--- START GIVEN PASSAGE ---

Editor's note: Mike Fassino is managing director of Fassino Associates, a marketing science company based in Media, PA.

Readers of the Data Use column are by now familiar with the measurement of utility. Conjoint analysis has emerged as a powerful and widely accepted methodology for determining the perceived value of product/service attributes and the availability of software to assist with the design of conjoint tasks and the estimation of utility values ensures that an even wider audience will be attracted to these procedures.

The purpose of this month's column is not to explore conjoint analysis. It is to introduce market researchers to a technique known as Structured Equations Models (SEM). This technique is also frequently referred to as Causal Modeling and as Latent Variable Modeling. Some authors refer to these models as LISREL models, though LISREL is really the name of a computer program that performs structured equation modeling. In the hope of illustrating the managerial usefulness of these procedures, we will illustrate how they might be used to "get behind" the results of conjoint analysis to more fully understand the motivational, perceptual or psychological determinants of perceived value and thereby suggest strategies and tactics to manipulate consumers' perceptions of value.

An obvious "shortcoming" of conjoint analysis is that the utility values are static representations of preference. We have put the word "shortcoming" in quotations because we certainly do not view this as an inadequacy, it is just a limitation of conjoint analysis. The limitation is that the utility values are stripped of the psychological context in which they arose. We will present SEM as a way of reintroducing the psychological context, though other researchers view SEM in a far more general nature. Our discussion of SEM will be notably void of statistical and mathematical details and controversies (and they are many); instead it will focus on two very specific and practical applications. For the more general and technical developments, the interested reader is referred to the November, 1982 issue of the Journal of Marketing Research which was devoted entirely to structured equation models.

--- END GIVEN PASSAGE ---
--- START DATASET ROWS ---

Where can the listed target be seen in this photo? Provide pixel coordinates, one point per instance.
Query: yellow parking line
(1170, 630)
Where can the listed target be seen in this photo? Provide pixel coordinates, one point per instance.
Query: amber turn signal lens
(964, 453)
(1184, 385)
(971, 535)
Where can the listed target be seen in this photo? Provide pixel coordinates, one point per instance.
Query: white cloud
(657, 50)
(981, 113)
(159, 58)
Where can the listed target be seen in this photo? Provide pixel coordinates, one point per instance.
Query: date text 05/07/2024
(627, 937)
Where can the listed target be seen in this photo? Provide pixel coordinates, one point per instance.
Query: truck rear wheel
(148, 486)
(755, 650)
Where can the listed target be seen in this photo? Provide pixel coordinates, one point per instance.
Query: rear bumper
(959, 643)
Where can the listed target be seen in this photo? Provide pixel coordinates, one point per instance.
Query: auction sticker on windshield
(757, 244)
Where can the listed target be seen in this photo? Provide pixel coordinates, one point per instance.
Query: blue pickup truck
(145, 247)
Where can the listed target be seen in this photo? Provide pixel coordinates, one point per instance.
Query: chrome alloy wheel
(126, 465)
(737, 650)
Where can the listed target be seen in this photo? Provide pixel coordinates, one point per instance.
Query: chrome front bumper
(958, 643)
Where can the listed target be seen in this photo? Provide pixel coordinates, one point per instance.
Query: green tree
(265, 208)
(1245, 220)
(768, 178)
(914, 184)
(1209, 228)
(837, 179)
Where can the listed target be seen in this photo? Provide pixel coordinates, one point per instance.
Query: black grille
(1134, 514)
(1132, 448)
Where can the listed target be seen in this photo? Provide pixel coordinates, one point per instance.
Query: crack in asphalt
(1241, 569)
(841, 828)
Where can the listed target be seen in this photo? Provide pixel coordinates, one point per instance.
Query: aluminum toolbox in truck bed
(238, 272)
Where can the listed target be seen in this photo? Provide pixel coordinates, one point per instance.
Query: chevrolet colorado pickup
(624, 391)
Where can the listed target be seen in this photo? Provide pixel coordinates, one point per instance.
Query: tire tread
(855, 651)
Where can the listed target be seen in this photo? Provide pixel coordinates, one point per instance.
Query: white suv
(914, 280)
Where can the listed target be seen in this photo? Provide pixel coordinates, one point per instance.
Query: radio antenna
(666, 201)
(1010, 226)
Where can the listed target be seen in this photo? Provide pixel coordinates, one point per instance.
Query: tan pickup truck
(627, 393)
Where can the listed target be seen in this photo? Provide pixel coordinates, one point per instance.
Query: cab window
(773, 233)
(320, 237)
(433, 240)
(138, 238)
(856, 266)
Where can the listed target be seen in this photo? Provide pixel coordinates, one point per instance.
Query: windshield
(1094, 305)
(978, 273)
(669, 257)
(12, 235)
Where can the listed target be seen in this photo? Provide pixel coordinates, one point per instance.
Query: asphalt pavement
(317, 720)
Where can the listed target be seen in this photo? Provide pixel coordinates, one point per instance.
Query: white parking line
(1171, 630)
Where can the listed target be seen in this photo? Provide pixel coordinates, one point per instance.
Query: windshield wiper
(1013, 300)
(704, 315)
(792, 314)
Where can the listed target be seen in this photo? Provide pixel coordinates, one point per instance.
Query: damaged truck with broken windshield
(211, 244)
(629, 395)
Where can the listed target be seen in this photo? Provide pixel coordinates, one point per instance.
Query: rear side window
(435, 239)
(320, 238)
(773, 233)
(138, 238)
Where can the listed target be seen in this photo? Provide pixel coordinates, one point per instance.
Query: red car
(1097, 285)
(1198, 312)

--- END DATASET ROWS ---

● **PARTS OF THE EXERCISE**
- a) In the column on structured equation models, what is LISREL actually the name of?
- b) Please duplicate the part of the column that opens with the words containing "Editor's note: Mike" and closes with "to these procedures.".

● **THE REPLIES**
- a) A computer program that performs structured equation modeling.

- b)
Editor's note: Mike Fassino is managing director of Fassino Associates, a marketing science company based in Media, PA.

Readers of the Data Use column are by now familiar with the measurement of utility. Conjoint analysis has emerged as a powerful and widely accepted methodology for determining the perceived value of product/service attributes and the availability of software to assist with the design of conjoint tasks and the estimation of utility values ensures that an even wider audience will be attracted to these procedures.